This feature is very useful!
Maybe it is not only for the contracts that cannot be opened onchain-view before the hangzhou version.
For NFT marketplace, some FA2 tokens will have royalty information in other contracts, for example hicetnunc Minter (KT1Hkg5qeNhfwpKW4fXvq7HGZB9z2EnmCCA9) or akaMinter ( KT1ULea6kxqiYe1A7CZVfMuGmTx7NmDGAph1).
However, this contract is often not open the onchain-view for others to check the correctness of the royalty when selling tokens. It would be good if this mechanism could be used to verify the correctness.

3 Likes

Here is a request for a similar feature in the past: Can we add view endpoints to existing FA1.2 and FA2 contracts?

CC: @buywall

3 Likes

Thanks for pursuing this idea - I think it will be a big ergonomic improvement for contract developers.

The “default” and “dynamic” approaches seem to be good enough to effectively upgrade many existing contracts. E.g. suppose Contract A is pre-Hangzhou and thus uses callbacks when it should really use views. Then anyone can write Contract B, which wraps the API of A and also provides appropriate view endpoints by directly inspecting the storage of Contract A. New users could use Contract B but legacy users could keep using Contract A.

Another approach, not related to the proposal, is to allow view calls to call non-view calls, under the constraint that on-chain storage revert for all involved contracts at the end of the call. Then Contract B could expose a view that makes a callback call to Contract A to get the value that it returns to its caller.

I’m not a fan of the “injection” approach as I understand it, because:

  1. Many popular contracts are quite old, and it would be hard / impossible to find all the origination key holders, many of whom have left Tezos, to ask them to patch their contracts.

###

◆ Job 1
Rewrite everything from "This feature is" down to "verify the correctness." in the forum thread on contract views, swapping "onchain-view" for "on-chain view".
◆ Job 2
Write the next part of the forum thread on contract views, picking up after its last line.
You won't need the data that comes next.

◆ Data

###

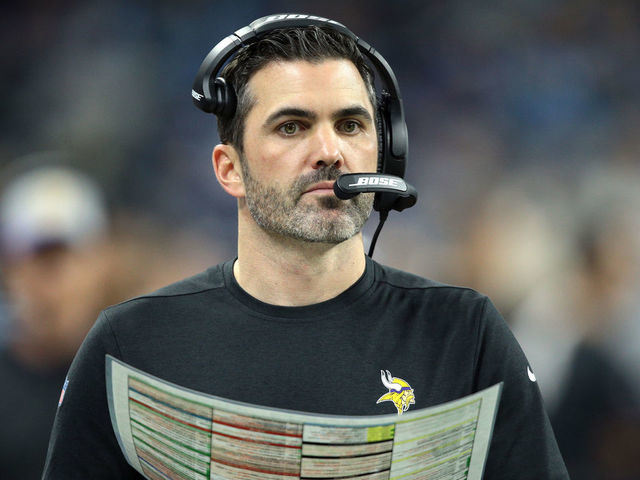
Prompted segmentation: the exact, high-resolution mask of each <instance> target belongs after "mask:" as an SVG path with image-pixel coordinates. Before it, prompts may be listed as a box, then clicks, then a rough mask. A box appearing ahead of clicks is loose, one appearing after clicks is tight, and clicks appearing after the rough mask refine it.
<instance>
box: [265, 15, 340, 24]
mask: <svg viewBox="0 0 640 480" xmlns="http://www.w3.org/2000/svg"><path fill="white" fill-rule="evenodd" d="M289 19H299V20H316V21H320V22H323V23H332V24H334V25H340V26H343V25H342V24H341V23H339V22H336V21H335V20H331V19H329V18H323V17H316V16H315V15H304V14H301V13H283V14H279V15H270V16H268V17H264V18H261V19H259V20H260V21H264V22H265V23H266V22H272V21H275V20H289Z"/></svg>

###

◆ Response 1
This feature is very useful!
Maybe it is not only for the contracts that cannot be opened on-chain view before the hangzhou version.
For NFT marketplace, some FA2 tokens will have royalty information in other contracts, for example hicetnunc Minter (KT1Hkg5qeNhfwpKW4fXvq7HGZB9z2EnmCCA9) or akaMinter ( KT1ULea6kxqiYe1A7CZVfMuGmTx7NmDGAph1).
However, this contract is often not open the on-chain view for others to check the correctness of the royalty when selling tokens. It would be good if this mechanism could be used to verify the correctness.

◆ Response 2
  2. Philosophically, giving originators special power over contracts, power which isn’t in the contract code itself, gives power to centralized actors which was not initially specified in the contract code. I.e. it breaks the trust model.

Again, thanks for putting in the work, and please push it forward!

4 Likes

@buywall thanks for your inputs. :smile:

We are indeed in favor of the default view or dynamic view. It’s more flexible to the contract developers and provide a way to keep legacy contracts vital in terms of on-chain contract interaction.

… it would be hard / impossible to find all the origination key holders, many of whom have left Tezos, to ask them to patch their contracts.

Aha, this is a very good point. I would add this to the proposal as well. Thank you! :wink:

… gives power to centralized actors which was not initially specified in the contract code. I.e. it breaks the trust model.

To this topic, since a view couldn’t do anything to the storage but reading, it’s kinda alright. But I agree unless there is a specific reason or advantage, we shouldn’t grans any special power to a specific actor.

Another approach, not related to the proposal, is to allow view calls to call non-view calls, under the constraint that on-chain storage revert for all involved contracts at the end of the call. Then Contract B could expose a view that makes a callback call to Contract A to get the value that it returns to its caller.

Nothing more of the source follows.